_RECORDS:_
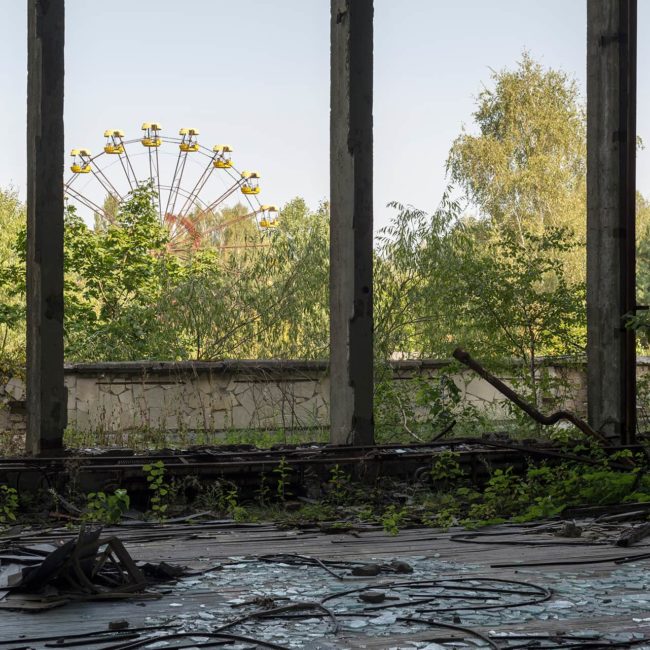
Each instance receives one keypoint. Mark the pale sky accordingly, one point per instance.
(255, 75)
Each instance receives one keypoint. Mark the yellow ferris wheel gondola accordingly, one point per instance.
(188, 143)
(251, 183)
(114, 142)
(151, 134)
(269, 217)
(223, 157)
(187, 196)
(80, 161)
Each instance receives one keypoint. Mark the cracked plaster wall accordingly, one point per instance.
(121, 397)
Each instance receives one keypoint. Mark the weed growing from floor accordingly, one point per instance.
(8, 504)
(106, 508)
(160, 490)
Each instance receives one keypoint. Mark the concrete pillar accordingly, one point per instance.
(46, 398)
(611, 144)
(351, 322)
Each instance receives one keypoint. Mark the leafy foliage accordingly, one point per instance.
(106, 508)
(8, 504)
(160, 490)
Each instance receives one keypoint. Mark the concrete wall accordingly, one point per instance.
(114, 397)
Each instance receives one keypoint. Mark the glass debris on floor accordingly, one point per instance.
(301, 605)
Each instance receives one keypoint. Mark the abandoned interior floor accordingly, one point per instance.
(579, 592)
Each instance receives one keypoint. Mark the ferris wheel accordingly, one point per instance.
(192, 183)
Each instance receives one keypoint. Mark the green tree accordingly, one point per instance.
(12, 282)
(525, 167)
(115, 281)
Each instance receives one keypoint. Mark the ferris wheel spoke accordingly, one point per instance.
(181, 156)
(158, 184)
(221, 199)
(105, 183)
(130, 167)
(173, 195)
(126, 171)
(87, 202)
(196, 190)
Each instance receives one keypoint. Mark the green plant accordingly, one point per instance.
(8, 503)
(338, 485)
(263, 491)
(393, 518)
(106, 508)
(159, 489)
(283, 479)
(445, 468)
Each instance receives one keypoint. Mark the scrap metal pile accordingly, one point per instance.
(88, 567)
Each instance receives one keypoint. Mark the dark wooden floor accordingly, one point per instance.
(599, 596)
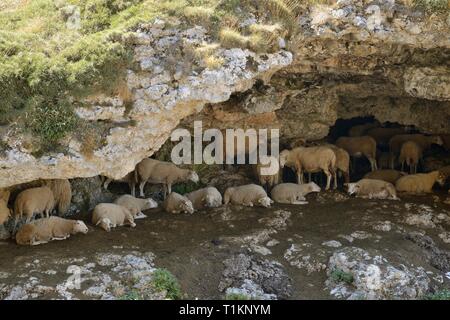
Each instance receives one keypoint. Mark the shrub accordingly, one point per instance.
(164, 280)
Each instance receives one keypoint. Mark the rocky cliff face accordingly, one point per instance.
(356, 58)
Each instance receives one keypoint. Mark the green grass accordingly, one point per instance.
(439, 295)
(339, 275)
(164, 280)
(237, 296)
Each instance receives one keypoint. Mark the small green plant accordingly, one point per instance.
(439, 295)
(237, 296)
(164, 280)
(339, 275)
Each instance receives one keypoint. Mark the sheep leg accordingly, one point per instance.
(141, 188)
(106, 183)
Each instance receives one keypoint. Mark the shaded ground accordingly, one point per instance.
(211, 251)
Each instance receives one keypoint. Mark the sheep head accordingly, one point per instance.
(265, 202)
(150, 204)
(313, 187)
(105, 224)
(186, 206)
(193, 176)
(283, 158)
(80, 227)
(211, 202)
(352, 188)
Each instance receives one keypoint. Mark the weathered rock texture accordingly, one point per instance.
(357, 58)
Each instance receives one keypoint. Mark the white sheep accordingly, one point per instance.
(176, 203)
(33, 201)
(247, 195)
(62, 192)
(166, 173)
(47, 229)
(293, 193)
(360, 146)
(372, 189)
(111, 215)
(410, 153)
(310, 159)
(268, 181)
(5, 212)
(420, 182)
(129, 178)
(388, 175)
(136, 205)
(208, 197)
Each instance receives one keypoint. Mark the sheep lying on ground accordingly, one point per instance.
(310, 159)
(33, 201)
(342, 162)
(424, 142)
(420, 182)
(361, 129)
(293, 193)
(130, 178)
(176, 203)
(388, 175)
(208, 197)
(383, 135)
(385, 160)
(155, 171)
(410, 153)
(360, 146)
(47, 229)
(62, 192)
(372, 189)
(268, 181)
(248, 195)
(111, 215)
(5, 212)
(136, 205)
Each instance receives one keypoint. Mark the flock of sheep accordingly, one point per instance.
(55, 195)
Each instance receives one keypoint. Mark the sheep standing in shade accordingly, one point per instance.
(293, 193)
(160, 172)
(136, 205)
(208, 197)
(111, 215)
(248, 195)
(48, 229)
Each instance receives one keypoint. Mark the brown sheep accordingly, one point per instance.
(248, 195)
(388, 175)
(310, 159)
(136, 205)
(47, 229)
(208, 197)
(166, 173)
(176, 203)
(420, 182)
(410, 153)
(361, 129)
(293, 193)
(33, 201)
(130, 178)
(383, 135)
(342, 162)
(62, 192)
(111, 215)
(424, 142)
(5, 212)
(360, 146)
(372, 189)
(268, 181)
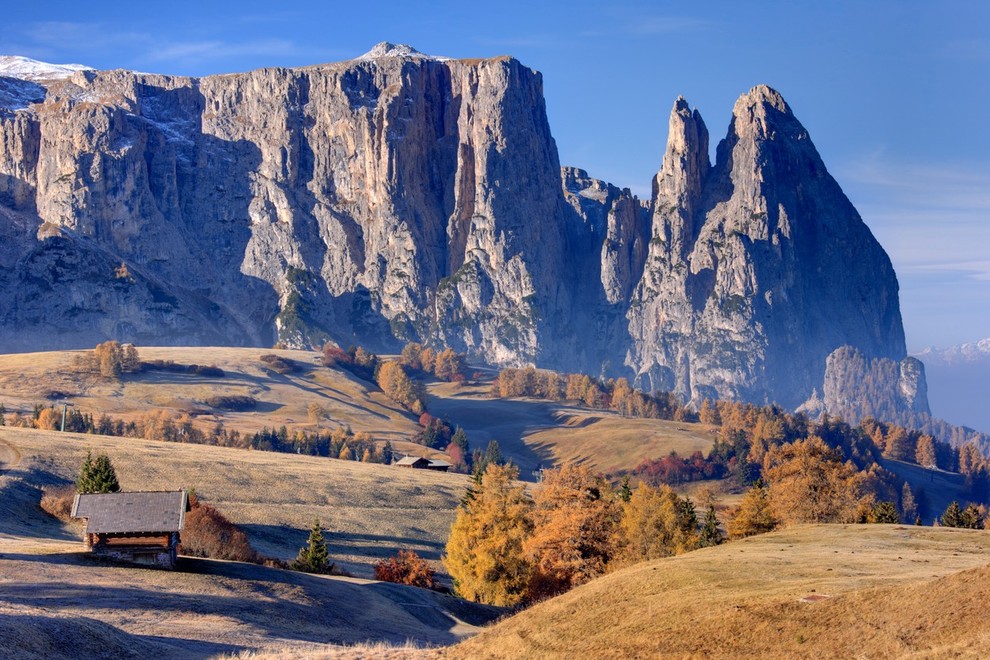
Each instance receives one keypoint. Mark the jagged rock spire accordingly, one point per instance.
(678, 185)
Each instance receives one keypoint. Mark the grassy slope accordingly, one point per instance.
(894, 591)
(537, 433)
(372, 510)
(26, 378)
(532, 433)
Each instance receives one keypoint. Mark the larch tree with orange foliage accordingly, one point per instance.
(811, 483)
(574, 524)
(657, 523)
(484, 553)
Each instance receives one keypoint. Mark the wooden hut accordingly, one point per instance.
(420, 463)
(140, 527)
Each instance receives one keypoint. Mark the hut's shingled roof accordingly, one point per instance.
(116, 513)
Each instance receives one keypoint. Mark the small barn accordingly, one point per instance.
(139, 527)
(420, 463)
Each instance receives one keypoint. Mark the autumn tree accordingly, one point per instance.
(449, 365)
(574, 521)
(952, 516)
(883, 513)
(754, 514)
(406, 568)
(810, 483)
(484, 553)
(397, 385)
(313, 557)
(924, 454)
(97, 475)
(410, 356)
(657, 523)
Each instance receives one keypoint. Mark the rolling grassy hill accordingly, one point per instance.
(832, 591)
(57, 601)
(371, 510)
(532, 433)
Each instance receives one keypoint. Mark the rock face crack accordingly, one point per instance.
(402, 197)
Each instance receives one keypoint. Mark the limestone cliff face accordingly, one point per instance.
(391, 197)
(401, 197)
(760, 267)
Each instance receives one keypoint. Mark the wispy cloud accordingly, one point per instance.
(930, 218)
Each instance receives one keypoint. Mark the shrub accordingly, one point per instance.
(406, 568)
(57, 501)
(208, 533)
(278, 364)
(232, 402)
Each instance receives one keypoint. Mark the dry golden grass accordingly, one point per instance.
(371, 510)
(532, 433)
(535, 433)
(65, 604)
(27, 378)
(889, 591)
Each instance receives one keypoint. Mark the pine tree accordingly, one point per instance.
(971, 517)
(97, 475)
(313, 557)
(710, 534)
(625, 492)
(952, 516)
(909, 510)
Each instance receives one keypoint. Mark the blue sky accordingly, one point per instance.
(895, 94)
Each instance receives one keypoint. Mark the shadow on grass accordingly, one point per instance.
(270, 602)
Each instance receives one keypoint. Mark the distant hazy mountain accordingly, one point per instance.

_WHAT THE TASK REQUIRES:_ Could you repeat every record exactly as written, with the pictures left out?

_OUTPUT:_
Each instance receives one keypoint. Mark the pale sky accordingly, one point per instance.
(255, 75)
Each instance receives one keypoint. Mark the yellow ferris wheel gondola accordingly, one point per instance.
(188, 143)
(251, 183)
(114, 142)
(151, 134)
(269, 217)
(223, 157)
(187, 196)
(80, 161)
Each instance receives one keypoint. Mark the cracked plaster wall accordingly, one point per instance.
(121, 397)
Each instance receives one keypoint. Mark the weed growing from floor accordingly, one point per instance.
(8, 504)
(106, 508)
(160, 490)
Each instance receives one keypoint. Mark the concrete pillar accordingly, one point per instance.
(46, 398)
(611, 144)
(351, 322)
Each instance receives one keypoint. Mark the leafy foliage accordingly, one point per instance.
(106, 508)
(8, 504)
(160, 490)
Each instance receives one keypoint. Mark the concrete wall accordingly, one point per instance.
(114, 397)
Each instance receives one keypoint. Mark the glass debris on floor accordingly, one point per instance.
(301, 605)
Each instance receives one keypoint. Mark the abandoned interior floor accordingly, one point per instance.
(579, 592)
Each instance receives one keypoint. Mark the ferris wheel accordingly, one point per instance.
(192, 183)
Each instance receives one keypoint. Mark the green tree accordingly, one point per instance.
(12, 282)
(525, 167)
(115, 281)
Each instance receives one keypoint. Mark the ferris wheel spoke accordingly, one point per instance.
(181, 156)
(158, 184)
(221, 199)
(105, 183)
(130, 167)
(173, 195)
(126, 171)
(87, 202)
(196, 190)
Each instance receives one keypoint. Mark the green plant accordingly, one point per instance.
(8, 503)
(338, 485)
(263, 491)
(393, 518)
(106, 508)
(159, 489)
(283, 479)
(445, 468)
Each instance receives one keypoint. Mark the scrap metal pile accordingly, one point per instance.
(88, 567)
Each instance receives one keypoint. Mark the dark wooden floor accordingly, one point per instance.
(599, 596)
Each instance receives one keypoint. Mark the shrub accordingly, one point per instance.
(164, 280)
Each instance receives one keypoint. Mark the rocky cliff face accordingly, one point per instance.
(356, 58)
Each instance receives one keypoint. Mark the green grass accordingly, one point per instance.
(439, 295)
(339, 275)
(164, 280)
(237, 296)
Each instance receives one keypoint. Mark the small green plant accordingly, one point per instance.
(439, 295)
(237, 296)
(164, 280)
(339, 275)
Each instance receives one keypoint. Mark the sheep leg accordingly, one point per instance.
(141, 188)
(106, 183)
Each instance receives one keypoint. Mark the shaded ground accordingly, one point per instance.
(211, 251)
Each instance receives one keypoint. Mark the sheep head accordingly, one point per instance.
(265, 202)
(150, 204)
(313, 187)
(105, 224)
(186, 206)
(193, 176)
(283, 158)
(80, 227)
(211, 202)
(352, 188)
Each instance receives one keypoint. Mark the weathered rock texture accordingly, one point per instance.
(357, 58)
Each instance receives one keypoint. Mark the white sheep accordingly, one point per instance.
(176, 203)
(33, 201)
(247, 195)
(62, 192)
(166, 173)
(47, 229)
(293, 193)
(360, 146)
(372, 189)
(111, 215)
(410, 153)
(310, 159)
(268, 181)
(5, 212)
(420, 182)
(129, 178)
(388, 175)
(136, 205)
(208, 197)
Each instance receives one keypoint. Mark the sheep lying on ground accordingly, one point per instance.
(310, 159)
(33, 201)
(342, 162)
(424, 142)
(420, 182)
(361, 129)
(293, 193)
(130, 178)
(176, 203)
(388, 175)
(208, 197)
(383, 135)
(385, 160)
(155, 171)
(410, 153)
(360, 146)
(47, 229)
(62, 192)
(372, 189)
(268, 181)
(248, 195)
(111, 215)
(5, 212)
(136, 205)
Each instance receives one keypoint. Mark the flock of sheep accordingly, one point per instance.
(55, 195)
Each instance receives one keypoint. Mark the sheep standing in shade accordingly, one point per instance.
(293, 193)
(160, 172)
(136, 205)
(208, 197)
(111, 215)
(248, 195)
(48, 229)
Each instance receives one keypoint. Mark the brown sheep accordingly, one point per instance.
(248, 195)
(388, 175)
(310, 159)
(136, 205)
(47, 229)
(208, 197)
(166, 173)
(176, 203)
(420, 182)
(410, 153)
(361, 129)
(293, 193)
(33, 201)
(130, 178)
(383, 135)
(342, 162)
(62, 192)
(111, 215)
(424, 142)
(5, 212)
(360, 146)
(372, 189)
(268, 181)
Each instance receives one keypoint. Mark the jagged rock spire accordingly, one point per instance.
(678, 185)
Each instance receives one keypoint. Mark the grassy slope accordingly, one point per instance.
(894, 591)
(537, 433)
(372, 510)
(26, 378)
(532, 433)
Each instance receives one keypoint. Mark the larch tree with orange foliage accordingly, one point per instance.
(811, 483)
(574, 524)
(657, 523)
(484, 553)
Each instance receives one keypoint. Mark the wooden hut accordingly, one point per instance.
(420, 463)
(140, 527)
Each instance receives one keypoint. Mark the hut's shingled roof accordingly, one point per instance.
(116, 513)
Each instance receives one keypoint. Mark the small barn accordingly, one point per instance.
(139, 527)
(420, 463)
Each instance receives one keypoint. Mark the autumn tree accordingly, one point per instance.
(449, 365)
(574, 521)
(952, 516)
(883, 513)
(754, 514)
(406, 568)
(810, 483)
(484, 553)
(397, 385)
(313, 557)
(924, 454)
(97, 475)
(410, 356)
(657, 523)
Each instance receives one keypoint. Mark the rolling grassy hill accordingly, one point per instance.
(832, 591)
(57, 601)
(371, 510)
(532, 433)
Each instance receives one keypoint. Mark the rock face crack accordingly, one point per instance.
(402, 197)
Each instance receives one keypoint. Mark the limestone cliff face accordingly, one point per instance.
(391, 197)
(401, 197)
(760, 267)
Each instance receives one keypoint. Mark the wispy cloud accordingly, one point per instance.
(930, 218)
Each instance receives one keypoint. Mark the shrub accordingly, one point per instance.
(406, 568)
(57, 501)
(208, 533)
(278, 364)
(232, 402)
Each instance receives one keypoint. Mark the dry golden grass accordingly, one point per instance.
(371, 510)
(532, 433)
(535, 433)
(65, 604)
(27, 378)
(889, 591)
Each instance receives one keypoint. Mark the pine tree accordingly, one point per instance.
(971, 517)
(97, 475)
(313, 557)
(710, 534)
(625, 492)
(952, 516)
(909, 510)
Each instance receives one keypoint. Mark the blue sky accordingly, one point per instance.
(895, 94)
Each instance receives one keypoint. Mark the shadow on grass accordingly, one point per instance.
(270, 602)
Each instance receives one keypoint. Mark the distant hazy mountain accordingly, one point per instance.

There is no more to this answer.